Early one morning last week, Stephan Cesarini was parked on Sag Harbor Main Street in a 34.5-foot 1988 Airstream. The side door of the bus was open and as people passed, they’d peer inside, wonder to their friends, and point. It didn’t take long before a middle-aged woman poked her head through the open door. “What is this bus?”
“This is the Gratitude Bus,” said Mr. Cesarini. “We have probably the largest living archive of people’s life dreams around the country embodied in this vessel and handwritten on these cards. What’s your dream?” he asked her.
“My daughter. I want her to be happy,” she said. He handed her a 3-by-5 index card. “Declare it,” he said. On one side, the card read “8 billion dreams is on a mission to inspire every human on Earth to declare their dream by 2024,” with space for the dreamer to add a name, email, and phone number. On the other side, it was blank, with room for a dream.
The woman told Mr. Cesarini about her daughter, a social worker up in Boston. “We need to have a lot more gratitude for every little thing that we have, because it can be taken away very easily,” she said, as Mr. Cesarini, a self-described “human dream catcher” nodded.

#####

→ **What this exercise asks**
A) In the passage about the Gratitude Bus, list the pieces of contact information that the index card leaves space for the dreamer to add.
B) Print the part of the Gratitude Bus passage that opens with the words containing "Early one morning" and closes with "he asked her.".

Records
#####

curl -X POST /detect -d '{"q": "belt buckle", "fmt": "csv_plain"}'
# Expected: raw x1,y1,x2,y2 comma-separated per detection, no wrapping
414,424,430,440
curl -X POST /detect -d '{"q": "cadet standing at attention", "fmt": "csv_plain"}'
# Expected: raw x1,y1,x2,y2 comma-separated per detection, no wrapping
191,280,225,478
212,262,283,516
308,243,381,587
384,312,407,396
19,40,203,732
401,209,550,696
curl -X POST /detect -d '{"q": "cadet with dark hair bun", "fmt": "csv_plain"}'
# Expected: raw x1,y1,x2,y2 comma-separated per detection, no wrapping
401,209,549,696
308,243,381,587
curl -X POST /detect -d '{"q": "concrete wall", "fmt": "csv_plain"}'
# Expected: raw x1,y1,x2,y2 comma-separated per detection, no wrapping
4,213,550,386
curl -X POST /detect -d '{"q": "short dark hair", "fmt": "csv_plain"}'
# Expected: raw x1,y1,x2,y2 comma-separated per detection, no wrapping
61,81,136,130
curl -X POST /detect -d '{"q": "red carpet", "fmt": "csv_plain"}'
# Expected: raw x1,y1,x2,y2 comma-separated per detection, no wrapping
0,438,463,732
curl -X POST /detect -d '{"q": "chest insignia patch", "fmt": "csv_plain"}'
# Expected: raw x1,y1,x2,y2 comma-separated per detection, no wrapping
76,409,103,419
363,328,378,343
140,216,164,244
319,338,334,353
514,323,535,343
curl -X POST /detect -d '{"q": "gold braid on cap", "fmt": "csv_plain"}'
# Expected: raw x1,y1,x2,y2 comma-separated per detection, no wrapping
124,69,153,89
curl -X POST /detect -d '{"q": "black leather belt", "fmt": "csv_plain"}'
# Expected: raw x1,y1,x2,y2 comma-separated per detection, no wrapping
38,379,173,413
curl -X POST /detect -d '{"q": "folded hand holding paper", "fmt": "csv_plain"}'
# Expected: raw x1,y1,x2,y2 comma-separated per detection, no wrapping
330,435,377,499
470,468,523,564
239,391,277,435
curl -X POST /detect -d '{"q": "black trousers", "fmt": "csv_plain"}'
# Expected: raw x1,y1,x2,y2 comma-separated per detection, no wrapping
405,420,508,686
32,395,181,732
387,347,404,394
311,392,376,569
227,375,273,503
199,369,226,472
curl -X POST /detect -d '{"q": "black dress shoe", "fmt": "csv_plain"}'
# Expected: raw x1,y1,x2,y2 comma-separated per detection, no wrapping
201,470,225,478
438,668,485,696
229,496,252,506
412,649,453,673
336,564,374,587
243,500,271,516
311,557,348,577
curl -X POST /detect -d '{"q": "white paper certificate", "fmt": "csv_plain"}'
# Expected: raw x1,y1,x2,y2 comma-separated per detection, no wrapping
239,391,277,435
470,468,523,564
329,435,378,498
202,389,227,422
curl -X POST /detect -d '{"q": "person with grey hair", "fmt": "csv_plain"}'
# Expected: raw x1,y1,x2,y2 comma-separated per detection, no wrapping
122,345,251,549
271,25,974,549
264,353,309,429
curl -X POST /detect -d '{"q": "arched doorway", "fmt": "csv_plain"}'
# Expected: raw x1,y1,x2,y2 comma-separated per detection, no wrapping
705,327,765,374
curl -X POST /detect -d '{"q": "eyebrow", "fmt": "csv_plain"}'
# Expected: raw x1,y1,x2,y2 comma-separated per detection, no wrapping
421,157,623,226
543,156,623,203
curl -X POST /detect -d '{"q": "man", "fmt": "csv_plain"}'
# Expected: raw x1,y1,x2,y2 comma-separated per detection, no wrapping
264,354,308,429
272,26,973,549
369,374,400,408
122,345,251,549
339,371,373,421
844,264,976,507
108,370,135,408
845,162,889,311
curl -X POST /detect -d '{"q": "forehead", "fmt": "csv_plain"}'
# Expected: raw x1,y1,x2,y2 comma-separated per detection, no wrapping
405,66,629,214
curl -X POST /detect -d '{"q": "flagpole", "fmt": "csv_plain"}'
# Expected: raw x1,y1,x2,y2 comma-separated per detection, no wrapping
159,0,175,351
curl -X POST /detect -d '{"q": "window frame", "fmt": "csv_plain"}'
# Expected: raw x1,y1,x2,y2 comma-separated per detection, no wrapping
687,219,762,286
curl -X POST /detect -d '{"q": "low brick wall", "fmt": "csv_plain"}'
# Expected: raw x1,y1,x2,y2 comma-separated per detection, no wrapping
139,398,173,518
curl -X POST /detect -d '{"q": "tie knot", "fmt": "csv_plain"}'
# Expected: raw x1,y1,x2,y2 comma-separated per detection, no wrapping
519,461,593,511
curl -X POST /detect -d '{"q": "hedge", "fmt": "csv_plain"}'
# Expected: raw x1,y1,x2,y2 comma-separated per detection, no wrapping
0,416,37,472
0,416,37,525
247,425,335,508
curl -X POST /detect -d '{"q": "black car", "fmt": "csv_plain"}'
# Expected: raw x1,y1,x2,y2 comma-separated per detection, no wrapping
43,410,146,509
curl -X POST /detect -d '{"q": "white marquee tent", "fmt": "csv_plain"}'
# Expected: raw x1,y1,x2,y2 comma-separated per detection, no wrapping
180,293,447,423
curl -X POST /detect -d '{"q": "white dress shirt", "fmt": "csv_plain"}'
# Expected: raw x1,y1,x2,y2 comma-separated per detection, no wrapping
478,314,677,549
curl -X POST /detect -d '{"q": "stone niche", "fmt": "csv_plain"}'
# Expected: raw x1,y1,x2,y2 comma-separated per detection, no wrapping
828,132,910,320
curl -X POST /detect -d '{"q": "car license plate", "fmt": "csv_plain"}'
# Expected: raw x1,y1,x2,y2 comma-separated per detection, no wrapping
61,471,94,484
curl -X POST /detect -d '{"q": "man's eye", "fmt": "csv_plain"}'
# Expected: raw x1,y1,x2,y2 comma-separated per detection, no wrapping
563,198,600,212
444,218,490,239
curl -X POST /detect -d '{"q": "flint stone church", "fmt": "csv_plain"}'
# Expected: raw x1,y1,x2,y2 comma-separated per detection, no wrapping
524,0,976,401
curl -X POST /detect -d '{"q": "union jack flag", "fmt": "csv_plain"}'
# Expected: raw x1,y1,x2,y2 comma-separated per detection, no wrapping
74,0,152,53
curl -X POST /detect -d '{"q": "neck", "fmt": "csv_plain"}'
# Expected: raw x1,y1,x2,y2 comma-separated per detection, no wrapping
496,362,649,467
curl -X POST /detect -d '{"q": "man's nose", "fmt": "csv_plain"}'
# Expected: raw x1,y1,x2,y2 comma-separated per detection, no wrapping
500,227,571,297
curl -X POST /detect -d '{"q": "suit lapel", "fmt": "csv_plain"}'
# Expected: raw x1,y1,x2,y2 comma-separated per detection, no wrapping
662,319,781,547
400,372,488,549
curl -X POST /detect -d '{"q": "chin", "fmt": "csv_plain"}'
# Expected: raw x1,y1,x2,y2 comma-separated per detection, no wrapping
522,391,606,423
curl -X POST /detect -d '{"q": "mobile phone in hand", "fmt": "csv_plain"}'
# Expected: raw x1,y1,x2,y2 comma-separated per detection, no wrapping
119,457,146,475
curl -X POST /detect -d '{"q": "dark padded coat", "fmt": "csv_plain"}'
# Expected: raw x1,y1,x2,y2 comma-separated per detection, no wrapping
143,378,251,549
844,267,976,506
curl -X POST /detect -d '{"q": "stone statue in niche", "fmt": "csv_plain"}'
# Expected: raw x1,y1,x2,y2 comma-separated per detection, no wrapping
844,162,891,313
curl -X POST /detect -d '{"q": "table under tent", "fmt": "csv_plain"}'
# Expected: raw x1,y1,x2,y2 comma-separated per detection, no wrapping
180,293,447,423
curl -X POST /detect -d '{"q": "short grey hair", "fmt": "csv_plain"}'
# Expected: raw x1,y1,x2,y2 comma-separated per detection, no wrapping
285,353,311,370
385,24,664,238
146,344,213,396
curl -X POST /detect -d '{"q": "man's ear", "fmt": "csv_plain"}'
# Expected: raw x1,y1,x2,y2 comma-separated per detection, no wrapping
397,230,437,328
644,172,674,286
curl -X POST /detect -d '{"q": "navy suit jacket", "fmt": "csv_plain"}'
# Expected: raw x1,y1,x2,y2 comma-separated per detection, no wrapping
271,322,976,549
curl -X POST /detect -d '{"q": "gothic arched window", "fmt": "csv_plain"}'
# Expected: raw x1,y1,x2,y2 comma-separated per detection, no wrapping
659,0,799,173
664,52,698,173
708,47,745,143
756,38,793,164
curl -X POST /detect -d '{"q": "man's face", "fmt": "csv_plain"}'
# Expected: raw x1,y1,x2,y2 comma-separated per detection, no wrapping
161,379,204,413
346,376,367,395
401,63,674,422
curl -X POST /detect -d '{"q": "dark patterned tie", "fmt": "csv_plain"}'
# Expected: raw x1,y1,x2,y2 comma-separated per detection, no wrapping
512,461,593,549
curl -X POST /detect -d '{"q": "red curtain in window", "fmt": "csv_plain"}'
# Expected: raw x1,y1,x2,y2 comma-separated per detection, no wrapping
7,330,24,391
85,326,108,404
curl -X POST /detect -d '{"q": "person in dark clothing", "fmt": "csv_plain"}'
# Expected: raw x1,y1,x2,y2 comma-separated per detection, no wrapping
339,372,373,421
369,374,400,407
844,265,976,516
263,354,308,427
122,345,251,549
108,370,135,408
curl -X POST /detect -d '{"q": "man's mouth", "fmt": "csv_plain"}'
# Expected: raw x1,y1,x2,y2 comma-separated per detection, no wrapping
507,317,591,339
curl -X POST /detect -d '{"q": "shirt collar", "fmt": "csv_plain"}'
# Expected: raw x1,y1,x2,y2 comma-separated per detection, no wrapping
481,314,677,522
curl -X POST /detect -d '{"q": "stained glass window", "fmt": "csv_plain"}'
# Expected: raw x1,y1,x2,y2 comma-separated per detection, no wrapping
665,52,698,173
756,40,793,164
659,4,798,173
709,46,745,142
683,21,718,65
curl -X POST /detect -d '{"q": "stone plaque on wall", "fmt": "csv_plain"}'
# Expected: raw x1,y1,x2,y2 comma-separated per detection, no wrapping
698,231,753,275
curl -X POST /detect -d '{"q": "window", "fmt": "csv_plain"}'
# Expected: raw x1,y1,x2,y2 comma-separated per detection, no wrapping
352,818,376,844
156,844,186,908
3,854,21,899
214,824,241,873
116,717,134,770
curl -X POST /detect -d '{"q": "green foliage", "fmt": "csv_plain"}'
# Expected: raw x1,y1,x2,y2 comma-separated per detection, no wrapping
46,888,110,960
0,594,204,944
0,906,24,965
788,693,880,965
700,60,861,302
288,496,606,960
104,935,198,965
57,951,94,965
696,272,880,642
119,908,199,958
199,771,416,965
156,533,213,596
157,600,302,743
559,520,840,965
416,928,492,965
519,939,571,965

#####

→ **Solutions to the problems**
A)
- Name
- Email
- Phone number

B)
Early one morning last week, Stephan Cesarini was parked on Sag Harbor Main Street in a 34.5-foot 1988 Airstream. The side door of the bus was open and as people passed, they’d peer inside, wonder to their friends, and point. It didn’t take long before a middle-aged woman poked her head through the open door. “What is this bus?”
“This is the Gratitude Bus,” said Mr. Cesarini. “We have probably the largest living archive of people’s life dreams around the country embodied in this vessel and handwritten on these cards. What’s your dream?” he asked her.